Reproduce everything from the line containing "like (93, 470)." down to the end of the items, both ends included. Leave the requests and their sample points unchanged, and scale the answer point coordinates by 0.55, rounding to whole numbers with halves rounded up.
··· DATASET RECORDS ···
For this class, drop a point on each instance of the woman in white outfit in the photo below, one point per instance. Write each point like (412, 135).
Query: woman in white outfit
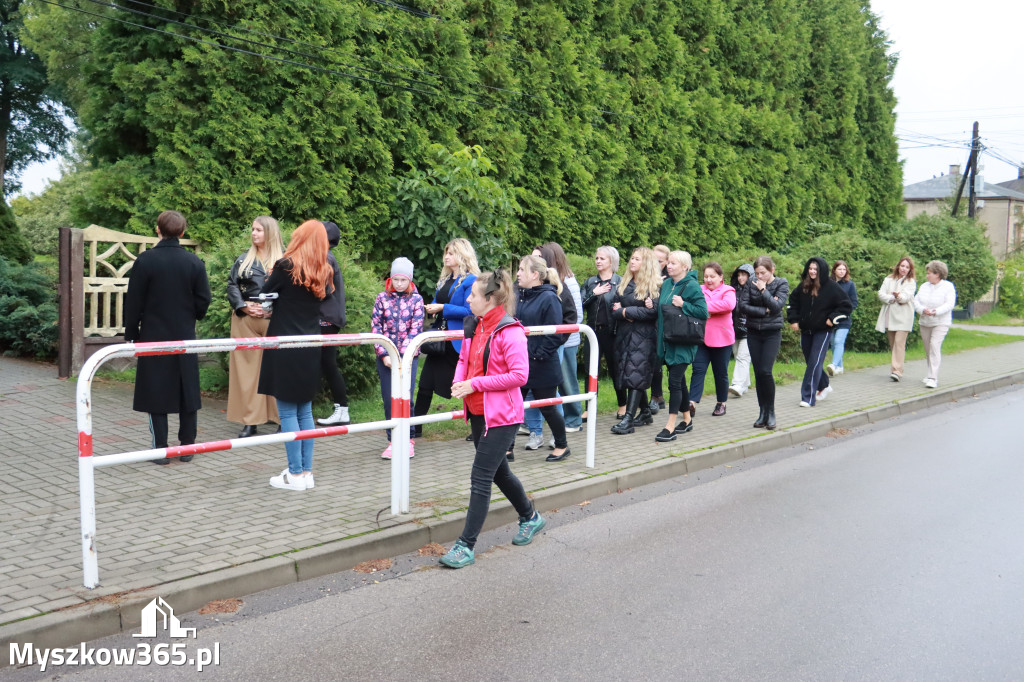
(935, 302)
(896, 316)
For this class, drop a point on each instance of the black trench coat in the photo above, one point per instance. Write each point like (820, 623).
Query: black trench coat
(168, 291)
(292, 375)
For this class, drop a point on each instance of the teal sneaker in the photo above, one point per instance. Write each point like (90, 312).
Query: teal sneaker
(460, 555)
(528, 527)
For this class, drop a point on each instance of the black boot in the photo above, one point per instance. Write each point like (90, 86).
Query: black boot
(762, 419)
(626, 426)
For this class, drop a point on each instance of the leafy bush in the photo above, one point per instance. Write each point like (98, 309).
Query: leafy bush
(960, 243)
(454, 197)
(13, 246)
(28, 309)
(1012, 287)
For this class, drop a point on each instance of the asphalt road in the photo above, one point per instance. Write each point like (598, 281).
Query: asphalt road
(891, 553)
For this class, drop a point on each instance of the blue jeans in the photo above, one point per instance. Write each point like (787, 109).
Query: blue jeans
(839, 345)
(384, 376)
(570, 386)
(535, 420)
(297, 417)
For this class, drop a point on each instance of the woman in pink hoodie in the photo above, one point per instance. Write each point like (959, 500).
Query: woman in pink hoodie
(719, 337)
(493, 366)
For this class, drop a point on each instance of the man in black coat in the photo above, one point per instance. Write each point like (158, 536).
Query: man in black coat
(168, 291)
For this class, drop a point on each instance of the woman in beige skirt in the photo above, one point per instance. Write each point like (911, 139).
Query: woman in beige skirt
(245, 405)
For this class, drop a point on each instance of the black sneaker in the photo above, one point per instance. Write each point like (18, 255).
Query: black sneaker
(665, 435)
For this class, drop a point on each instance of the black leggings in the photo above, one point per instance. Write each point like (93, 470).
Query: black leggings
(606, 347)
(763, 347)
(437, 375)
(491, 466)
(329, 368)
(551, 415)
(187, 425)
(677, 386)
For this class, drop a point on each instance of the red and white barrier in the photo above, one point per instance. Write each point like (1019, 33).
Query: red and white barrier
···
SOLUTION:
For this class, drop a point on each instance of the black leggings in the photo above, one point per instance. Write each point like (93, 470).
Query: black leggings
(333, 191)
(420, 191)
(240, 206)
(270, 256)
(181, 202)
(303, 228)
(103, 234)
(372, 212)
For this class, drop a point on each instance of the red and white barrier in the photo above, one point per instance. Write each point like (1019, 33).
Query: red and white barrier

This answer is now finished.